» RECORD EXTRACTS:
§ §
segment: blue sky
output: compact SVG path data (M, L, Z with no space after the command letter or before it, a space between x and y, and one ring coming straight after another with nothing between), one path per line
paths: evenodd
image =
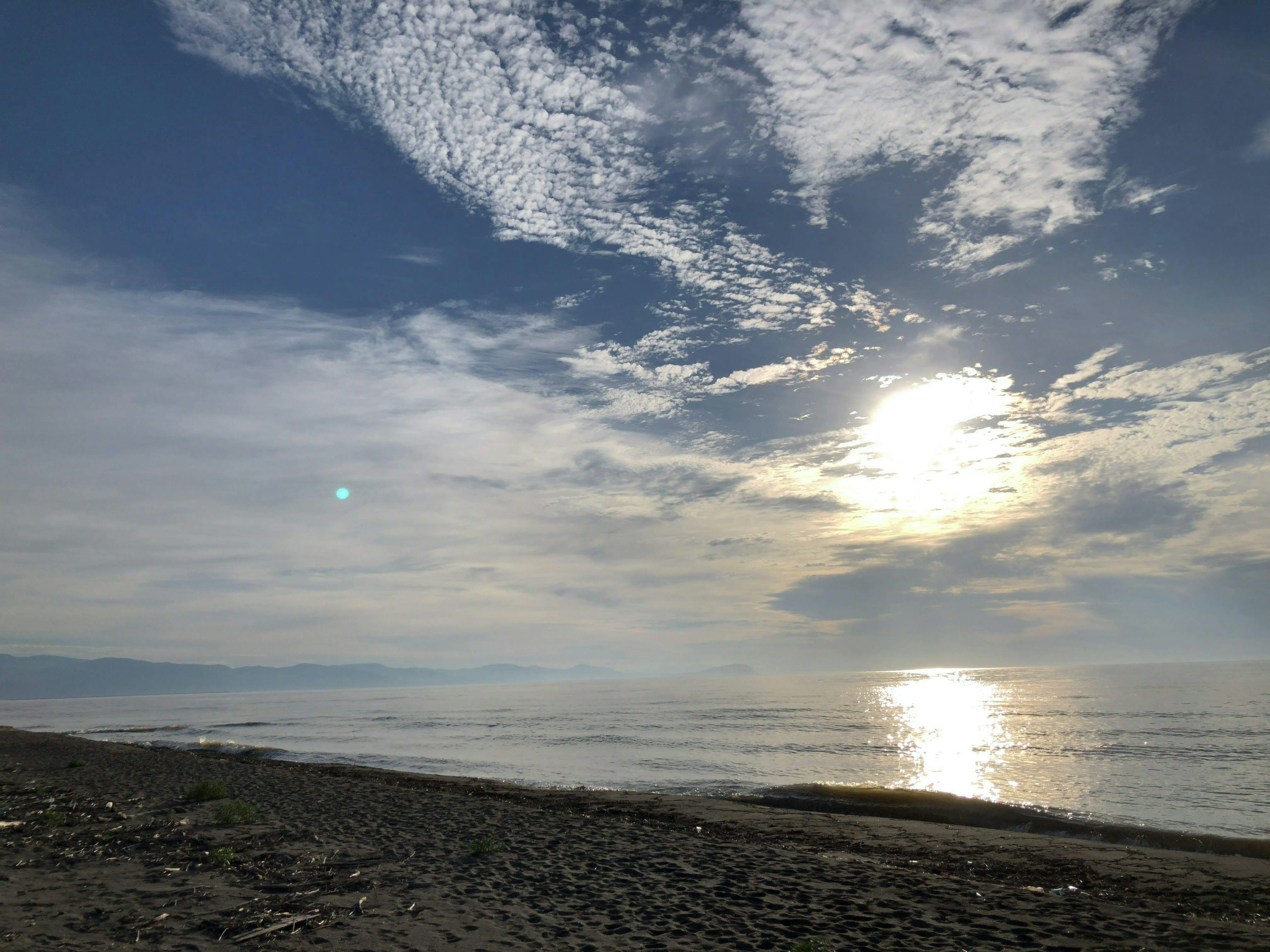
M1262 5L65 0L0 44L0 650L1266 656Z

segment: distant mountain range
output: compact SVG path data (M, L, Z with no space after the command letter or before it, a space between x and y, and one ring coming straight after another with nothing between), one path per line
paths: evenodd
M745 664L709 668L682 677L754 674ZM215 694L230 691L312 691L320 688L414 688L437 684L527 684L535 682L631 678L612 668L579 664L540 668L488 664L481 668L387 668L382 664L295 664L290 668L230 668L222 664L169 664L131 658L61 658L0 654L0 699L124 697L136 694Z

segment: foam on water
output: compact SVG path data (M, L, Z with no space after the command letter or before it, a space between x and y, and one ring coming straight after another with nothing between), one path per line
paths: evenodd
M1115 828L1118 842L1270 835L1270 663L11 701L0 720L531 784L906 802L906 815L936 801L892 793L886 807L860 791L926 791L980 805L950 821Z

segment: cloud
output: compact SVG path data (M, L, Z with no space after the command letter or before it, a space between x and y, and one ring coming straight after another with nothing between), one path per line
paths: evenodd
M761 635L773 574L842 510L721 440L610 424L560 360L585 329L119 289L107 264L15 235L11 211L0 202L5 644L724 661L664 632ZM710 545L737 526L771 555Z
M183 50L364 117L428 182L484 209L502 239L650 258L747 329L832 322L832 288L815 269L709 204L655 201L649 117L585 17L528 0L165 3Z
M411 248L406 251L392 255L392 259L398 261L406 261L409 264L418 264L423 268L436 268L446 260L441 254L441 250L436 248Z
M1252 141L1243 149L1243 157L1250 162L1270 159L1270 117L1266 117L1252 129Z
M1116 132L1190 0L747 0L742 47L815 222L843 179L888 162L952 168L918 234L970 269L1088 221ZM1128 183L1113 203L1162 192ZM1124 195L1121 194L1124 193Z
M822 371L856 357L853 348L831 348L820 341L806 357L786 357L715 377L706 362L657 363L654 358L664 353L663 333L655 331L634 347L616 341L582 347L560 360L574 377L598 385L592 396L607 415L635 418L674 416L691 402L745 387L817 380ZM676 348L674 353L681 350Z

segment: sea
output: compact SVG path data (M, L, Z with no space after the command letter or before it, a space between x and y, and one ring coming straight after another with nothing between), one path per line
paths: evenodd
M0 722L546 787L941 792L1270 838L1270 661L5 701Z

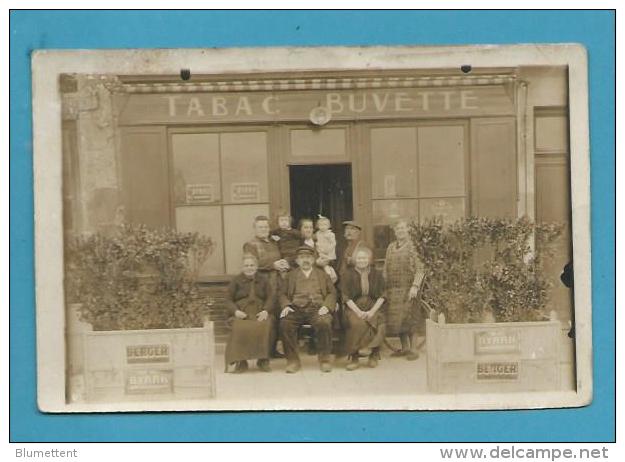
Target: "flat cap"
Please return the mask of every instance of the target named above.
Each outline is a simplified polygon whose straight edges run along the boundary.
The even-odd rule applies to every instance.
[[[310,254],[310,255],[314,256],[315,255],[315,249],[313,249],[309,245],[301,245],[301,246],[299,246],[297,248],[296,253],[297,253],[297,255],[307,253],[307,254]]]
[[[354,228],[362,229],[360,223],[354,220],[347,220],[343,222],[343,226],[353,226]]]

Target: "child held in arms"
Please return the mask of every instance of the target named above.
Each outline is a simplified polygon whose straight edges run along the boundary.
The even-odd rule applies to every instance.
[[[277,216],[278,228],[273,230],[271,238],[276,241],[280,254],[291,268],[295,267],[297,248],[300,246],[300,232],[292,228],[293,218],[291,214],[281,210]]]
[[[317,265],[323,267],[323,270],[330,276],[332,282],[338,279],[336,271],[332,267],[332,263],[336,261],[336,236],[332,231],[332,223],[328,217],[319,215],[317,220],[317,232],[315,238],[317,241]]]

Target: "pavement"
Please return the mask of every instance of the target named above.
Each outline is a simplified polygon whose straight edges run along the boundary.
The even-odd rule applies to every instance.
[[[390,351],[382,352],[378,367],[367,367],[361,358],[361,367],[355,371],[345,369],[347,358],[336,359],[332,372],[321,372],[316,356],[301,353],[302,368],[294,373],[285,372],[286,359],[273,359],[271,372],[261,372],[254,361],[241,374],[224,373],[219,368],[216,384],[220,399],[253,396],[254,399],[306,397],[353,397],[354,395],[414,395],[427,393],[426,356],[408,361],[391,358]],[[217,358],[223,365],[223,357]]]

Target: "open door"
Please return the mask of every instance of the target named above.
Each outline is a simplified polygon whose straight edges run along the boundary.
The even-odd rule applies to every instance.
[[[352,167],[349,164],[291,165],[291,215],[301,218],[326,216],[336,234],[337,255],[344,248],[342,222],[354,217]]]

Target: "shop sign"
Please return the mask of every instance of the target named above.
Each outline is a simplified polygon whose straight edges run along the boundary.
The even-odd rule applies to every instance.
[[[232,183],[230,200],[232,202],[259,202],[260,185],[258,183]]]
[[[518,380],[519,363],[517,361],[506,362],[478,362],[477,380]]]
[[[167,363],[169,356],[170,348],[166,343],[126,346],[126,363],[128,364]]]
[[[521,351],[521,333],[518,330],[488,330],[475,333],[475,354],[505,354]]]
[[[213,185],[210,183],[188,184],[186,189],[187,204],[213,202],[215,200],[213,190]]]
[[[128,395],[173,393],[174,372],[170,369],[131,369],[126,372],[125,392]]]
[[[120,123],[258,122],[385,117],[514,115],[507,85],[473,87],[131,94],[120,101]]]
§ §
» DIRECTION:
Rewrite every one of the lines above as a Markdown table with the columns No. and Line, giving each row a number and skipping blank lines. Leave the pictures out.

» OUTPUT FOR THIS EXERCISE:
| No. | Line |
|---|---|
| 1 | segment: blue sky |
| 2 | output: compact SVG path data (M, L, Z with no space after the command letter or before it, a space between x and y, and one ring coming straight after another with nothing between), one path per line |
| 3 | paths: evenodd |
| 4 | image = |
| 5 | M1262 5L65 0L0 44L0 650L1266 656Z |
| 6 | segment: distant mountain range |
| 7 | output: compact SVG path data (M, L, Z with no space after the command letter or before it, a space between x and y, and one ring coming straight after another with nothing between), one path per line |
| 8 | paths: evenodd |
| 9 | M745 664L709 668L682 677L754 674ZM215 694L230 691L312 691L320 688L414 688L437 684L527 684L535 682L631 678L612 668L579 664L540 668L488 664L481 668L387 668L382 664L295 664L290 668L230 668L222 664L169 664L131 658L61 658L0 654L0 699L124 697L136 694Z |
| 10 | segment: foam on water |
| 11 | output: compact SVG path data (M, L, Z with no space after the command letter or before it, a space between x and y, and one ring coming straight after another with nothing between), one path per line |
| 12 | paths: evenodd |
| 13 | M1115 828L1118 842L1270 835L1270 663L11 701L0 720L531 784L906 802L906 815L936 801L892 793L886 807L860 791L926 791L980 805L950 821Z |
| 14 | segment: cloud |
| 15 | output: compact SVG path data (M, L, Z with no space after the command letter or before it, a space between x and y, and one ring coming straight after another with nothing between), one path per line |
| 16 | paths: evenodd |
| 17 | M761 635L773 574L842 510L721 440L610 424L560 360L585 329L119 289L107 264L15 235L11 211L0 202L5 644L724 661L664 632ZM710 545L737 526L771 555Z |
| 18 | M183 50L364 117L428 182L484 209L502 239L650 258L747 329L832 322L832 288L815 269L709 204L655 201L649 117L585 17L528 0L165 3Z |
| 19 | M411 248L406 251L392 255L392 259L398 261L406 261L409 264L418 264L423 268L436 268L446 260L441 254L441 250L436 248Z |
| 20 | M1252 141L1243 149L1243 157L1250 162L1270 159L1270 117L1266 117L1252 129Z |
| 21 | M1116 132L1190 0L747 0L742 47L815 222L843 179L888 162L952 168L918 234L970 269L1088 221ZM1128 183L1113 203L1162 192ZM1124 195L1121 194L1124 193Z |
| 22 | M822 371L856 357L853 348L831 348L820 341L806 357L786 357L715 377L706 362L657 363L654 358L664 353L663 333L655 331L634 347L616 341L582 347L560 360L574 377L598 385L592 396L607 415L635 418L674 416L691 402L745 387L817 380ZM676 348L674 353L681 350Z |
| 23 | segment: sea |
| 24 | output: compact SVG path data (M, L, Z with no space after the command letter or before it, a space between x and y, and one ring coming straight after another with nothing between), one path per line |
| 25 | paths: evenodd |
| 26 | M0 722L546 787L941 792L1270 838L1270 661L5 701Z |
| 27 | Target: "flat cap" |
| 28 | Please return the mask of every instance of the target named above. |
| 29 | Each outline is a simplified polygon whose straight edges run along the boundary. |
| 30 | The even-odd rule applies to every instance. |
| 31 | [[[310,254],[310,255],[314,256],[315,255],[315,249],[313,249],[309,245],[301,245],[301,246],[299,246],[297,248],[296,253],[297,253],[297,255],[307,253],[307,254]]] |
| 32 | [[[354,228],[362,229],[360,223],[354,220],[347,220],[343,222],[343,226],[353,226]]] |
| 33 | Target: "child held in arms" |
| 34 | Please return the mask of every instance of the target named above. |
| 35 | Each outline is a simplified polygon whose straight edges run along the boundary. |
| 36 | The even-odd rule applies to every instance. |
| 37 | [[[277,216],[278,228],[273,230],[271,238],[276,241],[280,254],[291,268],[295,267],[297,248],[300,246],[300,232],[292,228],[293,218],[291,214],[281,210]]] |
| 38 | [[[317,265],[323,267],[323,270],[330,276],[332,282],[338,279],[336,271],[332,267],[332,263],[336,261],[336,236],[332,231],[332,223],[328,217],[319,215],[317,220],[317,232],[315,238],[317,241]]] |
| 39 | Target: "pavement" |
| 40 | Please return the mask of every instance of the target named above. |
| 41 | Each outline is a simplified polygon whose straight edges run along the boundary. |
| 42 | The even-odd rule applies to every instance. |
| 43 | [[[390,351],[382,352],[378,367],[367,367],[361,358],[361,367],[355,371],[345,369],[347,358],[336,359],[332,372],[321,372],[316,356],[301,353],[302,368],[294,373],[285,372],[286,359],[273,359],[271,372],[261,372],[254,361],[241,374],[224,373],[219,368],[216,384],[220,399],[253,396],[254,399],[306,397],[353,397],[354,395],[414,395],[427,393],[426,356],[408,361],[391,358]],[[217,358],[223,365],[223,357]]] |
| 44 | Target: "open door" |
| 45 | Please return the mask of every instance of the target named above. |
| 46 | Each outline is a simplified polygon whose straight edges run along the boundary. |
| 47 | The even-odd rule applies to every instance. |
| 48 | [[[352,167],[349,164],[291,165],[291,215],[301,218],[326,216],[336,234],[337,255],[344,248],[342,222],[354,217]]] |
| 49 | Target: "shop sign" |
| 50 | Please return the mask of every instance of the target named above. |
| 51 | Each outline is a simplified polygon whose straight edges run along the boundary. |
| 52 | The even-odd rule applies to every instance. |
| 53 | [[[232,183],[230,200],[232,202],[259,202],[260,185],[258,183]]] |
| 54 | [[[518,380],[519,363],[517,361],[506,362],[478,362],[477,380]]] |
| 55 | [[[167,363],[169,356],[170,348],[166,343],[126,346],[126,363],[128,364]]] |
| 56 | [[[521,351],[521,333],[518,330],[488,330],[475,333],[475,354],[505,354]]] |
| 57 | [[[213,185],[210,183],[188,184],[186,189],[187,204],[213,202],[215,200],[213,190]]] |
| 58 | [[[128,395],[173,393],[174,372],[170,369],[131,369],[126,372],[125,392]]] |
| 59 | [[[120,123],[258,122],[385,117],[514,115],[507,85],[473,87],[131,94],[120,101]]] |